REQUIRED WORK:
Change "tuples" to "pairs" in the lines from the one with "TARGET = steel truss bridge" to the one with "[(357, 115)]", and give only those lines back with nothing else altered.
|---|
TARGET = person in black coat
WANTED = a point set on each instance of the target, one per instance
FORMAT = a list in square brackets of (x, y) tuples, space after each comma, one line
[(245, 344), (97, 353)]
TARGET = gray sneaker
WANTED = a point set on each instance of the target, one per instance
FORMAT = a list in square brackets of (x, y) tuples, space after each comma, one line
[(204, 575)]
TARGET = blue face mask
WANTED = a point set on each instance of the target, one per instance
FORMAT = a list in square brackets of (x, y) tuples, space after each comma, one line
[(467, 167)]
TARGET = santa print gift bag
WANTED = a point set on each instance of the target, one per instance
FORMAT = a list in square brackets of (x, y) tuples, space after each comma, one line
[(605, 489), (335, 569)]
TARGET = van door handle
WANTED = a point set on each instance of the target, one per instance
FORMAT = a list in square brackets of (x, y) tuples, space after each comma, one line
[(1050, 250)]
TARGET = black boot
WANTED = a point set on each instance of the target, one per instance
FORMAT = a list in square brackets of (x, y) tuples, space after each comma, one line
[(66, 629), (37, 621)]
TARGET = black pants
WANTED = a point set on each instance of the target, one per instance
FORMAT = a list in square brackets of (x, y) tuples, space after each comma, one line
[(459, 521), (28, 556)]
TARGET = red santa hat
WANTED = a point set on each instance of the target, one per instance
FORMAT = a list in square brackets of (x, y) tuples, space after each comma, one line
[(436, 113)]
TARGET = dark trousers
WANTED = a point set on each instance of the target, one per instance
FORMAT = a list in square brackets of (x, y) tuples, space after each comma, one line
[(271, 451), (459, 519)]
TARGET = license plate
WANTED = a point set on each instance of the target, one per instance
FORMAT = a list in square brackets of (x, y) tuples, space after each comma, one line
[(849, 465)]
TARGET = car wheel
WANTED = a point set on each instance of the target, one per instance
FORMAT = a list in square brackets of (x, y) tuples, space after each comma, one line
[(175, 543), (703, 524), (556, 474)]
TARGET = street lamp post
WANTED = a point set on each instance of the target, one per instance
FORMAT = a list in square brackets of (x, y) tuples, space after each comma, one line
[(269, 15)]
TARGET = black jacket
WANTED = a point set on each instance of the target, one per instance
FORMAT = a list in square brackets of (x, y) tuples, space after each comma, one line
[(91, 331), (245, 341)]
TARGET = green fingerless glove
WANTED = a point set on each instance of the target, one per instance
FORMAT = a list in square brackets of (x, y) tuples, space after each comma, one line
|---|
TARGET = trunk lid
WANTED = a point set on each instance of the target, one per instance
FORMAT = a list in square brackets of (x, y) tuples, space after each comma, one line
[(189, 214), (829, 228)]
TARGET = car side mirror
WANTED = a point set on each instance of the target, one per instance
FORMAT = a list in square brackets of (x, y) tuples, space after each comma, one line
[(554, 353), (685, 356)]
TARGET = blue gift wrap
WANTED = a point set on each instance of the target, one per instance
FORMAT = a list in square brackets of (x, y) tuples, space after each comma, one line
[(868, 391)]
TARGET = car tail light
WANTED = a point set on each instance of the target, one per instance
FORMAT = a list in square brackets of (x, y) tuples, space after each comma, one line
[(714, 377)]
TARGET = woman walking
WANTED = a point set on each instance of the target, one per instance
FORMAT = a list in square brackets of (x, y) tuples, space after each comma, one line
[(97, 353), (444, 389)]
|---|
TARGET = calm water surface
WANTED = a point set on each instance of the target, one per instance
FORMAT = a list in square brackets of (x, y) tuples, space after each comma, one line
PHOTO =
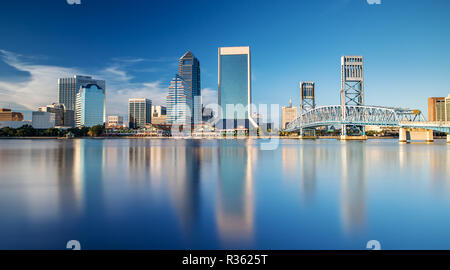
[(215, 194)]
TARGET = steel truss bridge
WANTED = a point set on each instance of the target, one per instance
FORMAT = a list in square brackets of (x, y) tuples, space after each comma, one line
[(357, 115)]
|---|
EXPECTED OUTPUT:
TARGET = steel truss bridge
WANTED = a point set on each instance of the target, one per instance
FORMAT = a list in square brackets of (x, y) pairs, space after each comma, one line
[(357, 115)]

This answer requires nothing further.